YOUR OBJECTIVE ▸
Quote exactly, and only, the lines from the one with "If you could drop a marker on the wall-mounted" through the end of the listing.

DATA EXCERPTS ▸
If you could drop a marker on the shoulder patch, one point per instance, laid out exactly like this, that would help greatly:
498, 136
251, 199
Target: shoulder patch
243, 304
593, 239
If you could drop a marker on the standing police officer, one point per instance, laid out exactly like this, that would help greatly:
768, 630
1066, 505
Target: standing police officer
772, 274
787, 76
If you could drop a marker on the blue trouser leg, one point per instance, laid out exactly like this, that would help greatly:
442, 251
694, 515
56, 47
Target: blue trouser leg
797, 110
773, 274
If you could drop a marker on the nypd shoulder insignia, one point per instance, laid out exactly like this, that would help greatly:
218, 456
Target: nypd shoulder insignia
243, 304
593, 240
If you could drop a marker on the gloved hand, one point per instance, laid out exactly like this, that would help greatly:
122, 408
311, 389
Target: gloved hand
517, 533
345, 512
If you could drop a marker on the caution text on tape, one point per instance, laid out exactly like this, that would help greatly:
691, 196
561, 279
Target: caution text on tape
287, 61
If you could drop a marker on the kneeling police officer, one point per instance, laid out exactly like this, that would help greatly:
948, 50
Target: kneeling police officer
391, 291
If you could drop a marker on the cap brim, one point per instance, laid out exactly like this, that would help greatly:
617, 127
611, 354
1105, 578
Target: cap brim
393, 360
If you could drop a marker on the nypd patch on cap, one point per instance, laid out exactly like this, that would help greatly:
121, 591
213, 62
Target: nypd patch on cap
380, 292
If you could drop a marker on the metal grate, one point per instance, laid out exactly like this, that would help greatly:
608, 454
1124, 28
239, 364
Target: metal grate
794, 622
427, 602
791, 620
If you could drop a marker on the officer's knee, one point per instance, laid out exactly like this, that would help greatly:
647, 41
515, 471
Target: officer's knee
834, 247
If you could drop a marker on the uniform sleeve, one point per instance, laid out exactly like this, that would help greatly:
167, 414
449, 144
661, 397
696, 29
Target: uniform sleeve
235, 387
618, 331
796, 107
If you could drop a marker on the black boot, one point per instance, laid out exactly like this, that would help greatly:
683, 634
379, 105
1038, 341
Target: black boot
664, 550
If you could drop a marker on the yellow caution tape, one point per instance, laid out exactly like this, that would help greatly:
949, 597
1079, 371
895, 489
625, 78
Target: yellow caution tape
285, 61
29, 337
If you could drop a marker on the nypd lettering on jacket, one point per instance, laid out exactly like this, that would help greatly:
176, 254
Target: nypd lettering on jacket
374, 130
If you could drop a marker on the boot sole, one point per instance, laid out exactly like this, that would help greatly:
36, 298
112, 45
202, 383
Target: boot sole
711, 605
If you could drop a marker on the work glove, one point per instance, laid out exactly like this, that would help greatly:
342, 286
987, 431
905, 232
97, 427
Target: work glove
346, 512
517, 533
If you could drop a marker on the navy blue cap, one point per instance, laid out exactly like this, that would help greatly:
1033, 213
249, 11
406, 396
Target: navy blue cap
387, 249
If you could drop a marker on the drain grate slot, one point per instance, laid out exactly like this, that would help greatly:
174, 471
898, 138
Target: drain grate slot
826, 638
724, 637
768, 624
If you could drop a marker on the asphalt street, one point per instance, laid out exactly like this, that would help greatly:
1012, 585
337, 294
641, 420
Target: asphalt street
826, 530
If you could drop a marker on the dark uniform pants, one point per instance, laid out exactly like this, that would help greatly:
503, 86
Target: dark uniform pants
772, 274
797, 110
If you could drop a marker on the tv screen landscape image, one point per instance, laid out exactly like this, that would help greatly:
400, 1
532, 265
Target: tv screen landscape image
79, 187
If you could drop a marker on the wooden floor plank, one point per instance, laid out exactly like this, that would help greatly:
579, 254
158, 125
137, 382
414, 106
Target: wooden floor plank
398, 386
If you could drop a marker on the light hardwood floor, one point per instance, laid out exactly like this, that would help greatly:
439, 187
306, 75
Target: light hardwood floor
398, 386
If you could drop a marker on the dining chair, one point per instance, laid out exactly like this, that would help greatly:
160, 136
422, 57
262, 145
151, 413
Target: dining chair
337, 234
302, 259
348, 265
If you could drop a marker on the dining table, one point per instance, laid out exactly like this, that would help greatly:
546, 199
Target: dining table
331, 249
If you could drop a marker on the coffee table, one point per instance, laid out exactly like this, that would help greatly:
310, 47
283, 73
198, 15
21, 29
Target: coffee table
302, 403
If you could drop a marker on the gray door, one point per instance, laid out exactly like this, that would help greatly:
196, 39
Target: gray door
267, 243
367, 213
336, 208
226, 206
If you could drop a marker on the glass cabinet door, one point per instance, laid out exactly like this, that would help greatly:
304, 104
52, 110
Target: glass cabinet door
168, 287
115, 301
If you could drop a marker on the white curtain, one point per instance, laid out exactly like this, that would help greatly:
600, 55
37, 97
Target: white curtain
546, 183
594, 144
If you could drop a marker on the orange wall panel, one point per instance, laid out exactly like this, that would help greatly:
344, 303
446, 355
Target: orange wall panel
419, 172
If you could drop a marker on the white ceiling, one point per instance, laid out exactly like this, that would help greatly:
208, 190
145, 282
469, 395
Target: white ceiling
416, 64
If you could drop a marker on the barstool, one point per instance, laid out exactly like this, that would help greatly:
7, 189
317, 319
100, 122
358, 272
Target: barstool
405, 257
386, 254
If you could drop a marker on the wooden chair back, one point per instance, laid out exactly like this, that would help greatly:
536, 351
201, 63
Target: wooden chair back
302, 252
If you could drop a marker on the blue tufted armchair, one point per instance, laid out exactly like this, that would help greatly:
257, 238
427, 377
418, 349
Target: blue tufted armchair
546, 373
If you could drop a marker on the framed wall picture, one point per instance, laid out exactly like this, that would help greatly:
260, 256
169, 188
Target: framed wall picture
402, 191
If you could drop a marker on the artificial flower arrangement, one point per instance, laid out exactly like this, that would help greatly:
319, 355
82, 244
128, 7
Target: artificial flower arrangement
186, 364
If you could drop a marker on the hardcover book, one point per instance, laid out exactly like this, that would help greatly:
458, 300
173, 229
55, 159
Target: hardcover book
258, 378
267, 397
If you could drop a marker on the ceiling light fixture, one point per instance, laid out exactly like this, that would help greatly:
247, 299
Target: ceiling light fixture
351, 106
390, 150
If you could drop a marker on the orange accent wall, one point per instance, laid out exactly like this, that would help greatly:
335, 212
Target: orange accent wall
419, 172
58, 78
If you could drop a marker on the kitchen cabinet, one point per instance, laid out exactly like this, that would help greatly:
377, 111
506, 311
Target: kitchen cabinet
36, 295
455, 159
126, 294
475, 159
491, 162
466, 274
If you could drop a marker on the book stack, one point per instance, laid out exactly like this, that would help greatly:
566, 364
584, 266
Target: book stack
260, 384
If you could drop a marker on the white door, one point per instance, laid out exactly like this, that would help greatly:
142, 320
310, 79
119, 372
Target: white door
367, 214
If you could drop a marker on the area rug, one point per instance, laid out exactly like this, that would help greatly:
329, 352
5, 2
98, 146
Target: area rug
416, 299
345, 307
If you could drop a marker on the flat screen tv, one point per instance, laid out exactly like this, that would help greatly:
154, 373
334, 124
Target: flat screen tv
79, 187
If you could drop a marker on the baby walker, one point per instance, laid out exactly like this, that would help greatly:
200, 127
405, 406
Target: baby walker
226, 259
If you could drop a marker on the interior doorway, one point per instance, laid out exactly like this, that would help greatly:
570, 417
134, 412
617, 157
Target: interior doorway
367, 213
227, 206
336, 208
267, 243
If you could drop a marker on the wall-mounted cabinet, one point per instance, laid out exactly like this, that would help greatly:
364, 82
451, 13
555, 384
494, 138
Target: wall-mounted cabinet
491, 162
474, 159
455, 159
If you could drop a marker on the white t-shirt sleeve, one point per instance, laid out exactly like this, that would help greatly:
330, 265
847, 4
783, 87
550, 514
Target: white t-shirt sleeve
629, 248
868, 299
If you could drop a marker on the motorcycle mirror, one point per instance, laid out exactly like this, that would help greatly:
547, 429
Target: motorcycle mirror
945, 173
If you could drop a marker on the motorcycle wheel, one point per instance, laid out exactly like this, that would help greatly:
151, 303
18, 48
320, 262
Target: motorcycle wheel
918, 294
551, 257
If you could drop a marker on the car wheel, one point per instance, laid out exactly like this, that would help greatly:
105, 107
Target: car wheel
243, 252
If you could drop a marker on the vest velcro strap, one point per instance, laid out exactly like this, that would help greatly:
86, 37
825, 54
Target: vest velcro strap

FULL SOLUTION ▸
If you could drop a marker on the wall-mounted cabinet, one point per instance, laid out exactly like this, that would help greatly:
364, 82
451, 13
555, 384
494, 138
Target: wall-mounted cabinet
491, 162
474, 159
455, 159
If you could drop a marker on the white t-shirt sleeve, one point per instance, laid out exactly like this, that would help greatly:
330, 265
847, 4
783, 87
550, 514
Target: white t-shirt sleeve
629, 248
868, 299
If you could drop a marker on the motorcycle mirror, one point per instance, laid out exactly like this, that would help greatly:
547, 429
Target: motorcycle mirror
945, 173
If you could drop a marker on the motorcycle wheel, one point per instance, laid out exactly like this, that would help greatly:
151, 303
18, 48
320, 262
Target: motorcycle wheel
918, 294
551, 257
If you could drop a marker on the car wheel, one point per instance, laid out exactly like this, that would help greatly:
105, 107
Target: car wheel
243, 252
If you could drop a marker on the vest velcro strap, one point per instance, laid out exactly like this, that would help greatly:
86, 37
825, 54
Target: vest velcro strap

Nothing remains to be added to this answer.